Natural-language object grounding data:
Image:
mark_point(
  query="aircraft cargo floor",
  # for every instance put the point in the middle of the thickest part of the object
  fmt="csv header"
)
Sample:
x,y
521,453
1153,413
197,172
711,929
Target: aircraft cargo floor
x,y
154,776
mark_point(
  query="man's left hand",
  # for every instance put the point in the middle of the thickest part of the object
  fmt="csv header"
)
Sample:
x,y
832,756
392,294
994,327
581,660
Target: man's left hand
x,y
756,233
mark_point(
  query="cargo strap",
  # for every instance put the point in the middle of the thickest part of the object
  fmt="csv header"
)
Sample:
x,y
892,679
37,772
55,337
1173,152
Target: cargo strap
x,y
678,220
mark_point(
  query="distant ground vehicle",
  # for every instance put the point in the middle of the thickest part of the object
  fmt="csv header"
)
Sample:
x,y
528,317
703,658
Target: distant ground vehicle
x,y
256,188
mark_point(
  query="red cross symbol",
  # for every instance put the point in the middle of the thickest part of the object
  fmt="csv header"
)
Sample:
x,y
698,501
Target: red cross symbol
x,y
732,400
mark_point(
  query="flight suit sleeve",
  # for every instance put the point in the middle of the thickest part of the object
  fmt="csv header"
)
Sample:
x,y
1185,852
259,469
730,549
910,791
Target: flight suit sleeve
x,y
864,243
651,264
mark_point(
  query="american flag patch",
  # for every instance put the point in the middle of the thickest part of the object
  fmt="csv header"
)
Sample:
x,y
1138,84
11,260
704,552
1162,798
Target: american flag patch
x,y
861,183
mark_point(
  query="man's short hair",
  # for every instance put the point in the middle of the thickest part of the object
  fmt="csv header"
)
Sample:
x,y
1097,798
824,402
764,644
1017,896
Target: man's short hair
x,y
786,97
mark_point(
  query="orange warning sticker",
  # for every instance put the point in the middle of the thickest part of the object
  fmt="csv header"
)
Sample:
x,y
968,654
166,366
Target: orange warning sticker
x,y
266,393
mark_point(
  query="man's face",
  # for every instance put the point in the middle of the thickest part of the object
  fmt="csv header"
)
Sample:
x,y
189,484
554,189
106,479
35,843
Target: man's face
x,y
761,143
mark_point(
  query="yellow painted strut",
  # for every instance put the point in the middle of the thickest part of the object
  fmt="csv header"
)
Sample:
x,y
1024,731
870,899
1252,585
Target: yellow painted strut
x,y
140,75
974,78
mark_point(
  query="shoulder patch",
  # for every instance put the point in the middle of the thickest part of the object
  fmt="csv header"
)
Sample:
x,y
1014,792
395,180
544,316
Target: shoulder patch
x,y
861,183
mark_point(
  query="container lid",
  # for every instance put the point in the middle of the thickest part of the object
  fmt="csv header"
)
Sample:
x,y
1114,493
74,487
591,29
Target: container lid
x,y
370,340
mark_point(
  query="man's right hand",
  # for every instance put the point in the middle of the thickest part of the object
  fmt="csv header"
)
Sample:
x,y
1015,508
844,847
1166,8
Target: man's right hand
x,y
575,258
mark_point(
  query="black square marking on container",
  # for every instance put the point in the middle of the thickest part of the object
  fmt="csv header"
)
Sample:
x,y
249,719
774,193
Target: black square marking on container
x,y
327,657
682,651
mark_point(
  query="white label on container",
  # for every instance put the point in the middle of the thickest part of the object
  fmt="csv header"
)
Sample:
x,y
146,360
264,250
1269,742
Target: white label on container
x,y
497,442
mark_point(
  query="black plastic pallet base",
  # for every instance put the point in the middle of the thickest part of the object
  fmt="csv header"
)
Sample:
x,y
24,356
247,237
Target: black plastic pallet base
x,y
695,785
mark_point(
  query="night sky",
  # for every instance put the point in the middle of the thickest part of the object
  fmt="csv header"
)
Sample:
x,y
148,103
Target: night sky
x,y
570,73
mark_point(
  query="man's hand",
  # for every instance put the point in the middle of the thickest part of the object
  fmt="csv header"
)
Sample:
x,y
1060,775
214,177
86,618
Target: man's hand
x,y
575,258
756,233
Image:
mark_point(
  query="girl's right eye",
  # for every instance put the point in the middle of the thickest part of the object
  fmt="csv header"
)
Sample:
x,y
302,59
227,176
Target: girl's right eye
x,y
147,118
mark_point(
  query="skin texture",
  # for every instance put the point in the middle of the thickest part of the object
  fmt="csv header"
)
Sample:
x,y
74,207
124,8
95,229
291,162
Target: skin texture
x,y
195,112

» **WORK INSTRUCTIONS**:
From the first line down to the last, give the records again exactly.

» **ANSWER TO THE EXERCISE**:
Image:
mark_point(
  query="aircraft cargo floor",
  # for every instance put the point in the middle of the thickest part of the object
  fmt="csv header"
)
Sample:
x,y
521,453
1153,413
197,172
711,929
Target: aircraft cargo floor
x,y
154,776
mark_point(
  query="man's left hand",
  # for every instance put the point in the middle of the thickest part of the object
  fmt="csv header"
)
Sample:
x,y
832,756
392,294
994,327
581,660
Target: man's left hand
x,y
756,233
mark_point(
  query="cargo strap",
  # for every instance put the point in the middle of the thickest part of the object
  fmt="csv header"
)
Sample:
x,y
892,679
37,772
55,337
1173,152
Target: cargo strap
x,y
678,220
mark_point(
  query="distant ground vehicle",
  # for every instance put the point in the middle of the thickest part of the object
  fmt="csv header"
)
Sample:
x,y
528,317
703,658
Target: distant ground vehicle
x,y
256,188
mark_point(
  query="red cross symbol",
  # for every instance put the point in the middle of the thickest part of the object
  fmt="csv header"
)
Sample:
x,y
698,501
Target: red cross symbol
x,y
732,400
mark_point(
  query="flight suit sleeve",
  # for every instance put the point in the middle of the thickest part of the object
  fmt="csv header"
)
Sample:
x,y
1185,852
259,469
730,549
910,791
Target: flight suit sleeve
x,y
864,243
651,264
mark_point(
  query="american flag patch",
  # for every instance put the point in the middle of the thickest part of the object
  fmt="csv header"
)
Sample:
x,y
1138,84
11,260
704,552
1162,798
Target: american flag patch
x,y
861,183
mark_point(
  query="man's short hair",
  # for every instance put the point in the middle of the thickest part of the object
  fmt="csv header"
)
Sample:
x,y
1097,798
824,402
764,644
1017,896
Target: man's short hair
x,y
786,97
mark_point(
  query="orange warning sticker",
  # for every instance put the point in the middle of the thickest part of the object
  fmt="csv header"
)
Sample:
x,y
968,654
166,366
Target: orange warning sticker
x,y
266,393
mark_point(
  query="man's face",
  # for every instance put the point in the middle of the thickest part of the object
  fmt="csv header"
)
Sample:
x,y
189,484
554,189
106,479
35,843
Target: man's face
x,y
761,143
mark_point(
  query="yellow painted strut",
  # for every instance put the point in the middle of the thickest part of the object
  fmt="csv header"
)
Sample:
x,y
1024,731
870,899
1252,585
Target: yellow painted strut
x,y
140,75
974,78
mark_point(
  query="shoulder patch",
  # for every instance put the point in the middle of the thickest part of the object
  fmt="csv header"
)
Sample:
x,y
1014,792
395,180
544,316
Target: shoulder patch
x,y
861,183
mark_point(
  query="container lid",
  # for every instance put the point in the middle of the thickest part of the object
  fmt="csv header"
)
Sample:
x,y
1114,493
74,487
591,29
Target: container lid
x,y
370,340
mark_point(
  query="man's right hand",
  # for every instance put the point in the middle of the thickest part of the object
  fmt="csv header"
)
Sample:
x,y
1015,508
844,847
1166,8
Target: man's right hand
x,y
575,258
mark_point(
  query="black square marking on container",
  # for every instance put the point in the middle of the thickest part of the object
  fmt="csv header"
)
Sample:
x,y
249,719
774,193
Target: black square marking on container
x,y
327,657
682,651
mark_point(
  query="white label on container",
  # for every instance put the point in the middle of the thickest part of the object
  fmt="csv header"
)
Sample:
x,y
146,360
264,250
1269,742
Target: white label on container
x,y
497,442
mark_point(
  query="black plastic pallet base",
  # for every instance put the point in the middle of the thickest part of the object
  fmt="csv header"
)
Sample:
x,y
24,356
247,237
Target: black plastic pallet base
x,y
695,785
mark_point(
  query="night sky",
  # for every instance put the point in the middle of the thickest part of the object
  fmt="csv header"
)
Sample:
x,y
148,103
Target: night sky
x,y
570,73
mark_point(
  query="man's hand",
  # for every instance put the point in the middle of the thickest part of the object
  fmt="csv header"
)
Sample:
x,y
1060,775
214,177
86,618
Target: man's hand
x,y
575,258
756,233
Image:
mark_point(
  query="girl's right eye",
  # for every instance put the point in the middle of the thickest part of the object
  fmt="csv header"
)
Sample:
x,y
302,59
227,176
Target: girl's right eye
x,y
147,118
mark_point(
  query="skin texture",
  # for every instance put the point in the middle of the thickest part of the object
  fmt="csv header"
)
Sample:
x,y
74,207
124,8
95,229
291,162
Target: skin texture
x,y
195,112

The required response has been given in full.